*EXCERPTED TEXT:*
■ ■ ■ ■ ■ ■ ■

(Reuters) - A teenage boy who stowed away on a flight from California to Hawaii in the frozen, oxygen-deprived wheel well of a passenger jet remained hospitalized on Tuesday, two days after his death-defying jaunt over the Pacific Ocean, a Hawaii official said.
The teenager, whose name has not been released, is “resting comfortably” at a hospital in Hawaii, spokeswoman Kayla Rosenfeld of the state’s Department of Human Services said in a statement.
The boy, who is from Santa Clara, California, is in the custody of the department’s Child Welfare Services division, and officials were working to ensure his safe return to California, she said.
He ran away from home on Sunday and traveled as a stowaway in the wheel well of a Hawaiian Airlines Boeing 767 on a more than five-hour flight from San Jose International Airport to Kahului Airport in Maui, the FBI said. He crept onto the tarmac in San Jose under cover of darkness, San Jose police said.

■ ■ ■ ■ ■ ■ ■

*TASKS TO CARRY OUT:*
**1.** Decide whether each statement agrees with the article on the teenage stowaway: (a) the boy is from San Jose, (b) the flight lasted more than five hours, (c) officials released the boy's name. For each, give yes or no and quote the deciding words.
**2.** Carry on the Reuters article on the teenage stowaway, starting after its final sentence.
The rows after this point are not needed for any of the work.

[Referring expression pointing data]
■ ■ ■ ■ ■ ■ ■

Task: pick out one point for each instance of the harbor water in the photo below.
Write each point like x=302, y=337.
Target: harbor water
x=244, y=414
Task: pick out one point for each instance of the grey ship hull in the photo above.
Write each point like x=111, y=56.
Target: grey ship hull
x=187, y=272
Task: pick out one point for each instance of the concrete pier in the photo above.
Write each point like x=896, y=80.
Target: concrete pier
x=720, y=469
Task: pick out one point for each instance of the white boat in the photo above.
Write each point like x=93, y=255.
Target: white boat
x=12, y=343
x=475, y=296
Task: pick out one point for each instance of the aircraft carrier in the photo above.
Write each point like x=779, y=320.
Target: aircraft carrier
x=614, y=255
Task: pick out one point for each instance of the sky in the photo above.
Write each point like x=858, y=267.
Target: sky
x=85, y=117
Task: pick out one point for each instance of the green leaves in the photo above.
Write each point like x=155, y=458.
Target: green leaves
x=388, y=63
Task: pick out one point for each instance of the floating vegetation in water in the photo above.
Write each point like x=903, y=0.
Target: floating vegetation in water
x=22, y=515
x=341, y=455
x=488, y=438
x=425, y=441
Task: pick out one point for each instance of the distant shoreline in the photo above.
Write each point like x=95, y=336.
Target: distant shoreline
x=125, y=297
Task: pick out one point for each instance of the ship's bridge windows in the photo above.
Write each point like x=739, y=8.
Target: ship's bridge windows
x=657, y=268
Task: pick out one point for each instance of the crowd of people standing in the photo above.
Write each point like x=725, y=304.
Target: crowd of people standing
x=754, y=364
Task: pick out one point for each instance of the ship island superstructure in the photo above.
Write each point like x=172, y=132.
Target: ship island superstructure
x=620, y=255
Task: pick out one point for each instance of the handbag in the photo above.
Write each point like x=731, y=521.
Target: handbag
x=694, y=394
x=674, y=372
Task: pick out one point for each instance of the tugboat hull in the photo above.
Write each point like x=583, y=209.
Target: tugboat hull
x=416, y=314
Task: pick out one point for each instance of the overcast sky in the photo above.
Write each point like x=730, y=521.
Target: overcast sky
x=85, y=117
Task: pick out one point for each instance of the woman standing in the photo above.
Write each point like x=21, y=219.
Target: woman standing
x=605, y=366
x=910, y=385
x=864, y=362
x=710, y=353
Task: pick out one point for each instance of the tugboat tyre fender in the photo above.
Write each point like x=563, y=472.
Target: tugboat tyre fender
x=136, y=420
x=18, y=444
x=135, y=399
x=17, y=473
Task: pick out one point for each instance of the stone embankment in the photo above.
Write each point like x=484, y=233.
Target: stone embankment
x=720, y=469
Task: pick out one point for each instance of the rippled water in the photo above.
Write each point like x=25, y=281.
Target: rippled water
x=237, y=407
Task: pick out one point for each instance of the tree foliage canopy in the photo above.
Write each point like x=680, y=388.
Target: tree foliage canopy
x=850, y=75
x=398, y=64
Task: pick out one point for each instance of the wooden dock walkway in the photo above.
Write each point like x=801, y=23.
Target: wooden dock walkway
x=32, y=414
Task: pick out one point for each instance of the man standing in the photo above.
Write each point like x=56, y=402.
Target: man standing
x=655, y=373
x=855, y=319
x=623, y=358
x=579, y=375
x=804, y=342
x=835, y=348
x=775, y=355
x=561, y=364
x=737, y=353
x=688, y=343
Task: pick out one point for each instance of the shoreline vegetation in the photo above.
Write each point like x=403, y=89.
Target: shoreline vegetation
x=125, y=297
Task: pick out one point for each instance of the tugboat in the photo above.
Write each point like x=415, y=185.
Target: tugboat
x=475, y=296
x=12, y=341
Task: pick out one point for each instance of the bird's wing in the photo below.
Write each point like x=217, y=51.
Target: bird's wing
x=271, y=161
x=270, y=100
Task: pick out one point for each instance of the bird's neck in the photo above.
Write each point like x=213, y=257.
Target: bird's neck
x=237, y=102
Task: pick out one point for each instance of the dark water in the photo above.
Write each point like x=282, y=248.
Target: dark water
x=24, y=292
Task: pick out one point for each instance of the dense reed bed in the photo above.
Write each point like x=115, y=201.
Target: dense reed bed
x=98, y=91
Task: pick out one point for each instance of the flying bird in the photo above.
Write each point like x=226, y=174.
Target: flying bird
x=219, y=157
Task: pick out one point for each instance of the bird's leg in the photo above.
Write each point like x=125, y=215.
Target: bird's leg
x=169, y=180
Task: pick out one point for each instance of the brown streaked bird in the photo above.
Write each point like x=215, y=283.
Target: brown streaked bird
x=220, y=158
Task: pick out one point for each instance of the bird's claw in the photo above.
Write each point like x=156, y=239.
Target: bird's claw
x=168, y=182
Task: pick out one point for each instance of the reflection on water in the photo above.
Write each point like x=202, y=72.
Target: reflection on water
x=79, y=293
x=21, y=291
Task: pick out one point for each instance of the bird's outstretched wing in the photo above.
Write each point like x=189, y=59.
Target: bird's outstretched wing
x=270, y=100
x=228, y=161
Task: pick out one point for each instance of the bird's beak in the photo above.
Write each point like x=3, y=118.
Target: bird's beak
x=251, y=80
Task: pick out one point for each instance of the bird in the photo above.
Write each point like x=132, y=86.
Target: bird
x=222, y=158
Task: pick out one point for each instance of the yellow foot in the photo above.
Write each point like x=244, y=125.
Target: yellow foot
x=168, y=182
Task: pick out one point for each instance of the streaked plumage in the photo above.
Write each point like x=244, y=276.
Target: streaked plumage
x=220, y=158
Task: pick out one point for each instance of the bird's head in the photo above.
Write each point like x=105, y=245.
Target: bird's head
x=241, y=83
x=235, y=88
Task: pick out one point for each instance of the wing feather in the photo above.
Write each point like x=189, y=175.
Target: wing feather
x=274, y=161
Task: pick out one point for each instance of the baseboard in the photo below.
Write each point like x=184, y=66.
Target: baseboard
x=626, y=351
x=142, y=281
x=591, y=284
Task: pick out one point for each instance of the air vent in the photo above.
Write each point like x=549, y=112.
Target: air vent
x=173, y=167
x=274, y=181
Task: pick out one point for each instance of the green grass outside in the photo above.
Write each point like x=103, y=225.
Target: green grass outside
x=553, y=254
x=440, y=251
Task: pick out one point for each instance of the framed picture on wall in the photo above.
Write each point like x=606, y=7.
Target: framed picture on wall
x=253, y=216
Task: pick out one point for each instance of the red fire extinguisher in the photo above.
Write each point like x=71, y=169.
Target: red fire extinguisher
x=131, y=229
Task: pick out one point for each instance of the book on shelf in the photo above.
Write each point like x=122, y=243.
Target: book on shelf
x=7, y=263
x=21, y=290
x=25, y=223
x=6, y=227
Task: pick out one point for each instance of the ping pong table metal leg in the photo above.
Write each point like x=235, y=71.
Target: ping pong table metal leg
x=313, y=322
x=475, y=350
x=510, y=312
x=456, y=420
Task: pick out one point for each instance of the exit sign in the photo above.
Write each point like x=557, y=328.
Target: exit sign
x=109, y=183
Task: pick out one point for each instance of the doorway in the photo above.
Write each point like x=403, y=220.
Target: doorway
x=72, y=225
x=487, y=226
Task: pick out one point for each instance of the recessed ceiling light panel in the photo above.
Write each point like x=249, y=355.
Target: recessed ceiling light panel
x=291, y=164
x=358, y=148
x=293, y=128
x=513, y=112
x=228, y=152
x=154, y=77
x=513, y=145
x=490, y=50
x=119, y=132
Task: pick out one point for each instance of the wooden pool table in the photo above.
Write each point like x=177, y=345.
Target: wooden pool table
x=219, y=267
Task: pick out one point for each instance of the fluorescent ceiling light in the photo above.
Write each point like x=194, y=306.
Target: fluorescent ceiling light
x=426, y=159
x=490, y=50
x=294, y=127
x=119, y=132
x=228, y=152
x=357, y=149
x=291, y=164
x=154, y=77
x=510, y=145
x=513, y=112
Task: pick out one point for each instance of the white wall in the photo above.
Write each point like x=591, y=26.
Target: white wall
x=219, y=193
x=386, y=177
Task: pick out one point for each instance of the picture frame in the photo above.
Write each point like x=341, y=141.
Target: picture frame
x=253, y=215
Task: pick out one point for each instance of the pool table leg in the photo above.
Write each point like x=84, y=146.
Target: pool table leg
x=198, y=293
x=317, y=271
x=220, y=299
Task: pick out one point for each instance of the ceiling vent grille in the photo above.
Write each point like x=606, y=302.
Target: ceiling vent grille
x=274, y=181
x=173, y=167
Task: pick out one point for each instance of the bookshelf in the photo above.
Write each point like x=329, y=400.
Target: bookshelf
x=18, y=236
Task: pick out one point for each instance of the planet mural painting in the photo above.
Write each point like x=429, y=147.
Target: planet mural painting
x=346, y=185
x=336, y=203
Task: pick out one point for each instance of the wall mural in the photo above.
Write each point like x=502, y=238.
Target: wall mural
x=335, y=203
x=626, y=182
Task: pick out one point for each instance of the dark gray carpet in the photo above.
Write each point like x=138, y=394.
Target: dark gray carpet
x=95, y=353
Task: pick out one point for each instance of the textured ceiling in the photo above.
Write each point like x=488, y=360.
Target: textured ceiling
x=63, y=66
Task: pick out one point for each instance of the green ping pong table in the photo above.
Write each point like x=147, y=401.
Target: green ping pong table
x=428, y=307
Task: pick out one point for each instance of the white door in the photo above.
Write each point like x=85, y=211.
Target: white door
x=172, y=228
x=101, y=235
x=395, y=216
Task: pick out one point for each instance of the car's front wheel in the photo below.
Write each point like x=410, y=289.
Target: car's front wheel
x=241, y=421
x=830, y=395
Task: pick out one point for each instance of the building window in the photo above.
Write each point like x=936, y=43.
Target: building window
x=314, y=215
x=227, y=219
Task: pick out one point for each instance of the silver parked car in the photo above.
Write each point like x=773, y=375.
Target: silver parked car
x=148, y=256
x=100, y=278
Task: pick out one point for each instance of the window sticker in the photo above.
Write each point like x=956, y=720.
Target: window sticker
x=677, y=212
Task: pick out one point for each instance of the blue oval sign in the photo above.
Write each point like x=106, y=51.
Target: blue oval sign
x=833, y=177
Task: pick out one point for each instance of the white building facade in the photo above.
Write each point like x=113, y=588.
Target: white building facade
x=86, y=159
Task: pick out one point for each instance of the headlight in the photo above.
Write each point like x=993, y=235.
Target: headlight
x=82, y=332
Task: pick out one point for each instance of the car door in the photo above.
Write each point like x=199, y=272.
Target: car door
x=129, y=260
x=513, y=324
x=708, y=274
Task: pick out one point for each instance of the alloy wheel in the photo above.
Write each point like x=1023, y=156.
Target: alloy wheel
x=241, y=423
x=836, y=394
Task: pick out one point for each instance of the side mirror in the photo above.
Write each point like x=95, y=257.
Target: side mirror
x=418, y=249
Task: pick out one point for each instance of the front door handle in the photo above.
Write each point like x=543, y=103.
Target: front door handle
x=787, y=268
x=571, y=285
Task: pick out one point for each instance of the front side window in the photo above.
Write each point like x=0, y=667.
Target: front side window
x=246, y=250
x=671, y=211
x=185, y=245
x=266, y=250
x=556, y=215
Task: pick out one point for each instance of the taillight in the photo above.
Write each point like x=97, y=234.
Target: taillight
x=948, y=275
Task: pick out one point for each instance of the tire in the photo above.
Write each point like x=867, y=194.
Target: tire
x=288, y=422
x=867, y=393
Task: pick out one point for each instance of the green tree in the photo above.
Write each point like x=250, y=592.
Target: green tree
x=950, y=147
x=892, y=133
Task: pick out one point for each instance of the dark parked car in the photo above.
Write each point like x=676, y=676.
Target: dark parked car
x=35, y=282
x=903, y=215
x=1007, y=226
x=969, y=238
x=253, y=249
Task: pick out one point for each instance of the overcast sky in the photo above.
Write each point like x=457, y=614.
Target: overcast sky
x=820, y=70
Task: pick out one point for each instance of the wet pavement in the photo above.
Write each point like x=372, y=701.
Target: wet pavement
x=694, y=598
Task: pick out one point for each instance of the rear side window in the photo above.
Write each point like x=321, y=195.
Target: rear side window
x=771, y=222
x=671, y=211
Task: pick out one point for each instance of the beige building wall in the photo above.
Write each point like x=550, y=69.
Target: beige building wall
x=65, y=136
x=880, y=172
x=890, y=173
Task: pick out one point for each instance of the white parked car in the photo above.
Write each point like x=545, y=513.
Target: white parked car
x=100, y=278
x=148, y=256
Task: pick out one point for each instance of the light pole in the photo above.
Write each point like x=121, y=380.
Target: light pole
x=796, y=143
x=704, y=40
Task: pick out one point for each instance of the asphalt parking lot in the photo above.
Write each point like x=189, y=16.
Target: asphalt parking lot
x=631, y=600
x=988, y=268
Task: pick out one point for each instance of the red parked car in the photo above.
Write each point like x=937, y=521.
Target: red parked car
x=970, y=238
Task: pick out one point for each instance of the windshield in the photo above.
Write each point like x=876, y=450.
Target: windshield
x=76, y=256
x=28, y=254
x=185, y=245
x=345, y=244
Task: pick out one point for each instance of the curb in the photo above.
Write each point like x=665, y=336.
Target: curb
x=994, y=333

■ ■ ■ ■ ■ ■ ■

*RESPONSES IN ORDER:*
**1.**
(a) No: "who is from Santa Clara, California"
(b) Yes: "on a more than five-hour flight"
(c) No: "whose name has not been released"

**2.**
The teen quickly lost consciousness as temperatures in the wheel well sank as low as minus 80 degrees Fahrenheit (minus 62 degrees Celsius), according to FBI special agent Tom Simon in Hawaii.
The FBI said the plane eventually reached an altitude of 38,000 feet, a level where oxygen is so scarce that survival is difficult.
The only way the teenager could have lived through such a journey was for his brain to cool down enough to require only a low level of oxygen, but not enough for his heart to stop beating, said Peter Hackett, director of the Institute For Altitude Medicine in Colorado.
“It’s all a little hard to believe, but that’s the explanation,” Hackett said.
Since 1947, 105 people worldwide have been found to have stowed away on flights, and 80 of them died, according to the Federal Aviation Administration. That represents a survival rate of less than 24 percent. The last known stowaway to walk away from such an ordeal was in 2013 on a domestic flight in Nigeria.
The teenage stowaway to Hawaii randomly chose a plane to climb into at the airport in San Jose, with no specific plan to make the treacherous flight to Hawaii, Simon said.
No one answered the door at a home believed to be the teenager’s residence in Santa Clara. There has been conflicting information about his age. Simon said he was 15, while Rosenfeld said her agency has information showing him as 16.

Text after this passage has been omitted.